■ **Quoted text**
(begin)

Control.Order

An order is a particular kind of binary relation. The order
relation is intended to proceed in some direction, though not
necessarily with a unique path.

Orders are often defined simply as bundles of binary relation
properties.

A prominent example of an order relation is LTE over Nat.

Definitions

interface Preorder : (ty : Type) -> (ty -> ty -> Type) -> Type

  A preorder is reflexive and transitive.

Parameters: ty, rel
Constraints: Reflexive ty rel, Transitive ty rel
Implementation: 

Preorder Nat LTE

interface PartialOrder : (ty : Type) -> (ty -> ty -> Type) -> Type

  A partial order is an antisymmetrics preorder.

Parameters: ty, rel
Constraints: Preorder ty rel, Antisymmetric ty rel
Implementation: 

PartialOrder Nat LTE

interface Connex : (ty : Type) -> (ty -> ty -> Type) -> Type

  A relation is connex if for any two distinct x and y, either x ~ y or y ~ x.
  
  This can also be stated as a trichotomy: x ~ y or x = y or y ~ x.

Parameters: ty, rel
Methods:

connex : Not (x = y) -> Either (rel x y) (rel y x)

Implementation: 

Connex Nat LTE

connex : Connex ty rel => Not (x = y) -> Either (rel x y) (rel y x)

Visibility: public export

interface StronglyConnex : (ty : Type) -> (ty -> ty -> Type) -> Type

  A relation is strongly connex if for any two x and y, either x ~ y or y ~ x.

Parameters: ty, rel
Methods:

order : (x : ty) -> (y : ty) -> Either (rel x y) (rel y x)

order : StronglyConnex ty rel => (x : ty) -> (y : ty) -> Either (rel x y) (rel y x)

Visibility: public export

interface LinearOrder : (ty : Type) -> (ty -> ty -> Type) -> Type

  A linear order is a connex partial order.

(end)

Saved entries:
(begin)

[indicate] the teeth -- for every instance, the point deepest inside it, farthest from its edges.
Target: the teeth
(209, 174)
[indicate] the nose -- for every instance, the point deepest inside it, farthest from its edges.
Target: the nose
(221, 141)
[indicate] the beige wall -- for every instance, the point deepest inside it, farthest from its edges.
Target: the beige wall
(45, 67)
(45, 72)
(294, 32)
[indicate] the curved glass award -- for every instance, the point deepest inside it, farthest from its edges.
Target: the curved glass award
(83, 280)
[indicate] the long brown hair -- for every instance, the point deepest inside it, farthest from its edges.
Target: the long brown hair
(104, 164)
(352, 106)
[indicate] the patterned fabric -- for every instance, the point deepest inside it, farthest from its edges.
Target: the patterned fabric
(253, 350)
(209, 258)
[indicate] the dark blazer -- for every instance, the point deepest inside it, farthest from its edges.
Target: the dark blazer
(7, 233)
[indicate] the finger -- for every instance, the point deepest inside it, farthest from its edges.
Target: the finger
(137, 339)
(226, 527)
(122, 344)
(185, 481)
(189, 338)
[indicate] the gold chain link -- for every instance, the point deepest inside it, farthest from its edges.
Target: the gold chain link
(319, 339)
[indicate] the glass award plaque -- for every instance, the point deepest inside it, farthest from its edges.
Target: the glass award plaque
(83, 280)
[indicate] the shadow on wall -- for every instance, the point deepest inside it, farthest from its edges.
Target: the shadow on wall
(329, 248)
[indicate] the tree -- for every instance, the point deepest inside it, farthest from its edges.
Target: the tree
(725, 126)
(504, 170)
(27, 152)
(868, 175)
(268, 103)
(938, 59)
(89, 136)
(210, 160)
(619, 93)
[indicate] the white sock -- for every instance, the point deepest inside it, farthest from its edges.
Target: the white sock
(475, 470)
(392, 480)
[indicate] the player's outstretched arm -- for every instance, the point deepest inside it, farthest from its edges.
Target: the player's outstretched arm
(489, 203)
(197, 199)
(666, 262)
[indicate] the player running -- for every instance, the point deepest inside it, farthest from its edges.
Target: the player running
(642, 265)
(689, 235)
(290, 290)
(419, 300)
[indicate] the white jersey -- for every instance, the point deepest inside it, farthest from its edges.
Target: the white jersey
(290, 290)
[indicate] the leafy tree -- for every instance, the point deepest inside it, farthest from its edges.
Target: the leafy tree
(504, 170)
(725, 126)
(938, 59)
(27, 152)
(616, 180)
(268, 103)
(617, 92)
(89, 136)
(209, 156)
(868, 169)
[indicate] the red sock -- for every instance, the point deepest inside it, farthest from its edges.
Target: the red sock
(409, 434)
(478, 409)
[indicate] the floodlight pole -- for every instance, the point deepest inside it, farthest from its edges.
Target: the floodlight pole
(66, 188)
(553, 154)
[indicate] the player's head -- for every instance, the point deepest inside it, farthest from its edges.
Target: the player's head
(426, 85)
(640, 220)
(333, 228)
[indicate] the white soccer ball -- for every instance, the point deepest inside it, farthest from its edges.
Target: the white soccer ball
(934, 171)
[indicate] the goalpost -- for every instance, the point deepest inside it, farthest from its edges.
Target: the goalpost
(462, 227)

(end)

■ **Problems to solve**
1. Print the part of the order relations text that starts at "order : Strong" and ends after "connex partial order.".
2. Find each line in the entries above that has the string "goalpost", and copy those lines.

■ **The replies**
1.
order : StronglyConnex ty rel => (x : ty) -> (y : ty) -> Either (rel x y) (rel y x)

Visibility: public export

interface LinearOrder : (ty : Type) -> (ty -> ty -> Type) -> Type

  A linear order is a connex partial order.

2.
[indicate] the goalpost -- for every instance, the point deepest inside it, farthest from its edges.
Target: the goalpost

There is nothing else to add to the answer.